◆ Excerpt provided

Listen: Hope Afternoon's Ben McEachen chats with Steve Bartlett about how the Baptist Church is serving local communities during lockdown
How have our churches been helping local communities during lockdown and what lessons have they been learning? Hope Afternoons has interviewed church leaders across Greater Sydney to find out how God’s people are loving their neighbours, and each Sunday and Wednesday throughout October we are sharing what they had to say.
Steve Bartlett is Director of Ministries for Baptist Association NSW and ACT.
Steve, what has your church learned during lockdown?
“A few things: certainly, the need to reimagine what it means to gather, to do community together, to do worship together. What is actually important in all of that?”
“As we have been unable to do those things face to face, it’s forced us to think through what is the essence of worship or community?
“How can we do that online? How can we do it in ways which still are life giving and nourishing. Technology is obviously key in that.
“How can we do that online? How can we do it in ways which still are life giving and nourishing. Technology is obviously key in that,” – Steve Bartlett
“Some of our churches were already doing that to a great degree anyway; for others, it’s been a steep learning curve. But there is a sense that the technology [aspect] is here to stay in a way we couldn’t have imagined 18 months ago.
“There is also is a learning around that this is not so much about coming to a particular place at a particular time, to do the church thing. Instead, this is about what happens in all the rhythms of our lives, and we have the opportunity to share care and the message of hope to others in our everyday lives in ways that are perhaps more powerful than inviting someone to come with us on an hour on Sunday.”

◆ Information provided
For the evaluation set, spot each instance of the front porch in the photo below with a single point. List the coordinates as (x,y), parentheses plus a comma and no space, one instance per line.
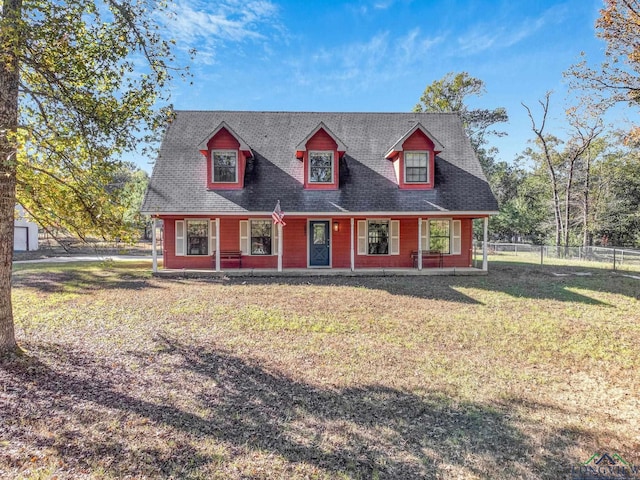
(320,272)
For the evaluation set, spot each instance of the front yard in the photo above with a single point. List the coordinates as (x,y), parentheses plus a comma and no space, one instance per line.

◆ Problem to work on
Summarize the interview with Steve Bartlett above in two sentences.

◆ Answer box
Steve Bartlett, Director of Ministries for Baptist Association NSW and ACT, says lockdown has pushed churches to reimagine what it means to gather, do community and worship, and to work out how to do these online in life-giving ways, with technology key and here to stay. He adds that church is less about coming to a particular place at a particular time than about sharing care and the message of hope in the rhythms of everyday life.